== TEXT SEGMENT ==

The article is organized as follows: In “Background” section, we discuss the topics which are relevant for the understanding of our results. “Results” section contains our results on the effect of the losses on the topological nature of quantum walks. Here, we discuss the 1D SSQW and 2D quantum walks and show the persistence of topological phases in a noisy environment. We conclude in “Conclusion” section.

Background

In this section, we introduce the topics which are relevant to understand our results. We start with 1D and 2D unitary as well as non-unitary DTQWs. Specifically, we discuss the 1D and 2D DTQW, and 1D SSQW and the topological classes arising in these systems. Methods to characterize the topological phases are also discussed in this section.

1D DTQW

DTQW of a quantum walker over a one-dimensional lattice consists of a conditional shift operator T and a coin flip operator \(R(\theta )\) for a real parameter \(\theta \). In position basis \(\{|n\rangle \} \in {\mathcal {H}}_{\text {pos}}\) and spin basis \(\{|\uparrow \rangle , |\downarrow \rangle \}\), the operator \(U(\theta ) = T R(\theta )\) governs the time evolution of the walker for a unit time on the lattice. Here

$$\begin{aligned}&T = \sum _n |\uparrow \rangle \langle \uparrow | \otimes |n+1\rangle \langle n| + |\downarrow \rangle \langle \downarrow | \otimes |n-1\rangle \langle n| , \end{aligned}$$

(1)

$$\begin{aligned}&\quad R(\theta ) = e^{-i \theta \sigma _y/2} \otimes \mathbb {1}, \end{aligned}$$

(2)

===
== EXTRACTED MATERIAL ==

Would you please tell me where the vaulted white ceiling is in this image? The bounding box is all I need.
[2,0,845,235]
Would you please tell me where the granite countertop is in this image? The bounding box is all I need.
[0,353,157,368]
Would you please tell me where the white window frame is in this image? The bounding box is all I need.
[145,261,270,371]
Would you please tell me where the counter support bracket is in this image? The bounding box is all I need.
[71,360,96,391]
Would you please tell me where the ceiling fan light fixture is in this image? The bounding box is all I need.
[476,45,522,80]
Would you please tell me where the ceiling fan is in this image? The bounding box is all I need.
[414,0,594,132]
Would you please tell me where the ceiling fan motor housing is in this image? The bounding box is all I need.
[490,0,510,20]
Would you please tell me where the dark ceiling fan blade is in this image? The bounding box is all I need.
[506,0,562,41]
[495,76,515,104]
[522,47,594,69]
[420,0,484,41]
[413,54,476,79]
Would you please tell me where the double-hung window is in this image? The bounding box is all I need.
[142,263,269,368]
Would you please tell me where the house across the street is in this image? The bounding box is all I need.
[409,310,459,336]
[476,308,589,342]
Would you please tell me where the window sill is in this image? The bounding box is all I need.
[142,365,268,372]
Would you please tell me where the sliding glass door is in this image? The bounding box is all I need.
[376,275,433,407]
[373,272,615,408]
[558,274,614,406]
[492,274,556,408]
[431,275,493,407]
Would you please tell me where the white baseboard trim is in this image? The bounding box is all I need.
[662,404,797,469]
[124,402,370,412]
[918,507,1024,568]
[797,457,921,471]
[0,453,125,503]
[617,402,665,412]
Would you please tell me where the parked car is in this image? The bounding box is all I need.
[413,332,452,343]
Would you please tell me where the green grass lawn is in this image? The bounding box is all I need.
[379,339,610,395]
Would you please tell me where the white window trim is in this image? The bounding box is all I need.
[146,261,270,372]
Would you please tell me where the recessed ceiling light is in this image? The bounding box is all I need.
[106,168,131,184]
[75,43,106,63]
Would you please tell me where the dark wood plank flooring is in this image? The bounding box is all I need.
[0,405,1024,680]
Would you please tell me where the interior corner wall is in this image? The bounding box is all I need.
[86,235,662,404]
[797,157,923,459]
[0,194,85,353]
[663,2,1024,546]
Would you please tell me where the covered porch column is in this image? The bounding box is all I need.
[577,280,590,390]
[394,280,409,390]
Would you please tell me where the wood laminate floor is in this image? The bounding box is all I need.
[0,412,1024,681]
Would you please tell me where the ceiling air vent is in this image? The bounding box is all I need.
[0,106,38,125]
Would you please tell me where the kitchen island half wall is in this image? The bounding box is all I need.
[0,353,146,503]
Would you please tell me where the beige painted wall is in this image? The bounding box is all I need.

===
== EXTRACTED MATERIAL ==

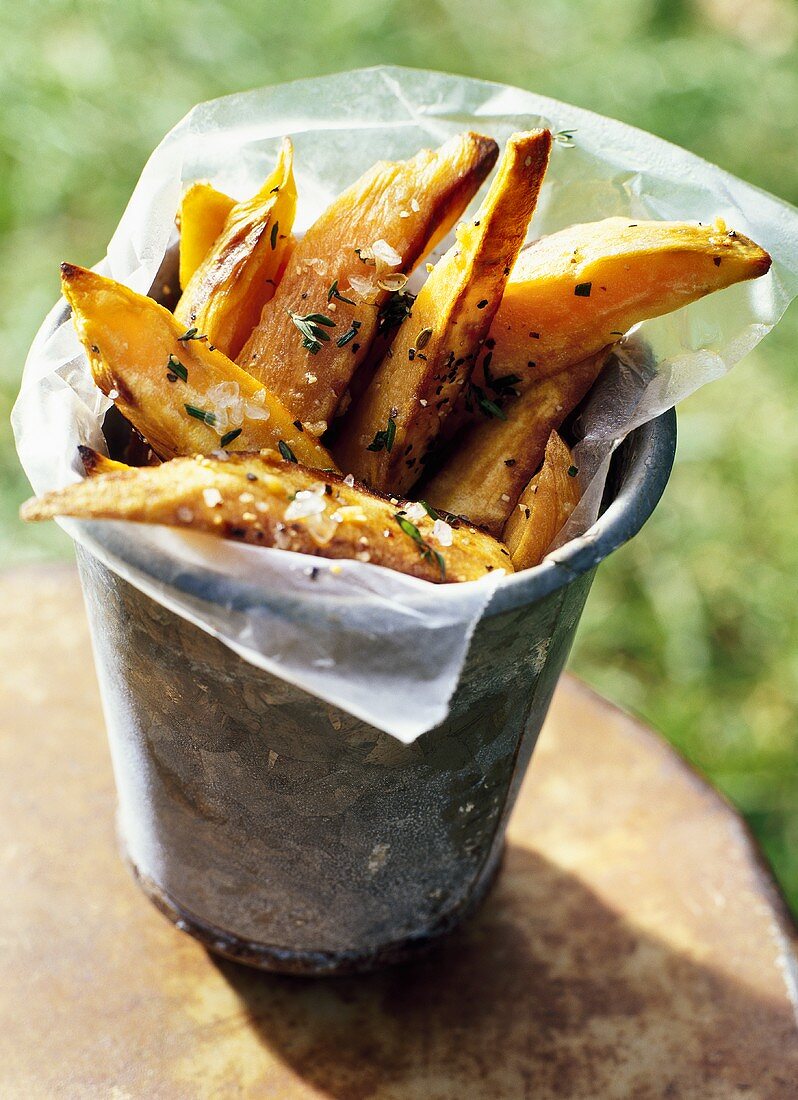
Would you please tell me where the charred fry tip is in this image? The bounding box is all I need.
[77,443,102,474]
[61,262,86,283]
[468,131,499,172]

===
== EXTRACTED MATERIAL ==

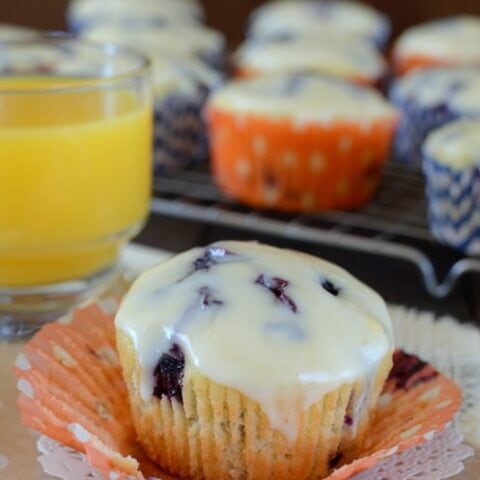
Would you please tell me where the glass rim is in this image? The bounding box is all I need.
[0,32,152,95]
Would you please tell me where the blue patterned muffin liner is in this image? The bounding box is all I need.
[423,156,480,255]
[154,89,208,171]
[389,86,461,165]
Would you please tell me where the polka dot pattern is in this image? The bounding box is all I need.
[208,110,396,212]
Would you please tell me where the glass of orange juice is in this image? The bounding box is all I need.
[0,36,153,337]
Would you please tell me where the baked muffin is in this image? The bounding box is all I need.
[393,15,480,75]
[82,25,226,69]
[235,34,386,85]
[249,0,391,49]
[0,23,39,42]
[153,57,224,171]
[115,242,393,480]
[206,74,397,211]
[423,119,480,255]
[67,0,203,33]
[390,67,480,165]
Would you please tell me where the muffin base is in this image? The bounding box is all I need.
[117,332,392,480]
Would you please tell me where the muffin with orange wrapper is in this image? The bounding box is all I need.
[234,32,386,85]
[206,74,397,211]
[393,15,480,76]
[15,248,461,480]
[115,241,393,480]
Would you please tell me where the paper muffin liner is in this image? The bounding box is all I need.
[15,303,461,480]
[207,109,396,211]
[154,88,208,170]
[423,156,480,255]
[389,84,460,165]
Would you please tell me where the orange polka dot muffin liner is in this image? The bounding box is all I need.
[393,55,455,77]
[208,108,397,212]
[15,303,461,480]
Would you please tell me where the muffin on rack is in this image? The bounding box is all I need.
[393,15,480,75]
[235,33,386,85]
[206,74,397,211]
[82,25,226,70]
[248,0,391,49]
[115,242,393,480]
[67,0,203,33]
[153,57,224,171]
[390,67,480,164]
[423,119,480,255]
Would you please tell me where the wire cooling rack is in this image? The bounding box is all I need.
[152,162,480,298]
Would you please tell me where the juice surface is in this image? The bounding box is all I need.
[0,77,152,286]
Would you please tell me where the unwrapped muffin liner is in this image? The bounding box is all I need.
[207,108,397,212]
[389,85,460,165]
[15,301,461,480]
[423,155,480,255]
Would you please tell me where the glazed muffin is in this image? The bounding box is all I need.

===

| GIVEN TASK 1 |
Translate this sentence from the quantum walk text into Spanish: "Methods to characterize the topological phases are also discussed in this section."
| GIVEN TASK 2 |
Answer these questions from the quantum walk text:
(a) What does the "Results" section contain?
(b) Which two operators make up the DTQW of a quantum walker over a one-dimensional lattice?
(c) Which operator governs the time evolution of the walker for a unit time on the lattice?

| REPLY 1 |
En esta sección también se analizan los métodos para caracterizar las fases topológicas.

| REPLY 2 |
(a) Results on the effect of the losses on the topological nature of quantum walks.
(b) A conditional shift operator T and a coin flip operator R(θ).
(c) U(θ) = T R(θ).